--- Start of Records supplied ---

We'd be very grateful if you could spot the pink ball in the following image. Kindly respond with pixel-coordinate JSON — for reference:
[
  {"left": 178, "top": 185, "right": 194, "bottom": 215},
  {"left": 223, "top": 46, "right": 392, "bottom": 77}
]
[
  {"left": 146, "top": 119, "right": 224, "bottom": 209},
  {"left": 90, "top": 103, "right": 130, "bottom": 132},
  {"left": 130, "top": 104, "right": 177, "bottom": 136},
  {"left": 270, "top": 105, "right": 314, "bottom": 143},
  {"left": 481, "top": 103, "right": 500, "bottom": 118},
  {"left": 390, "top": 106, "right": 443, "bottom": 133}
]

--- End of Records supplied ---

### Set problem:
Convert each line of the items into a Markdown table with two columns, Row and Line. Put a row number in Row and the line itself in Line, and omit blank lines.

### Answer below:
| Row | Line |
|---|---|
| 1 | We'd be very grateful if you could spot the pink ball in the following image. Kindly respond with pixel-coordinate JSON — for reference: |
| 2 | [ |
| 3 |   {"left": 178, "top": 185, "right": 194, "bottom": 215}, |
| 4 |   {"left": 223, "top": 46, "right": 392, "bottom": 77} |
| 5 | ] |
| 6 | [ |
| 7 |   {"left": 146, "top": 119, "right": 224, "bottom": 209}, |
| 8 |   {"left": 90, "top": 103, "right": 130, "bottom": 132}, |
| 9 |   {"left": 130, "top": 104, "right": 177, "bottom": 136}, |
| 10 |   {"left": 270, "top": 105, "right": 314, "bottom": 143}, |
| 11 |   {"left": 481, "top": 103, "right": 500, "bottom": 118}, |
| 12 |   {"left": 390, "top": 106, "right": 443, "bottom": 133} |
| 13 | ] |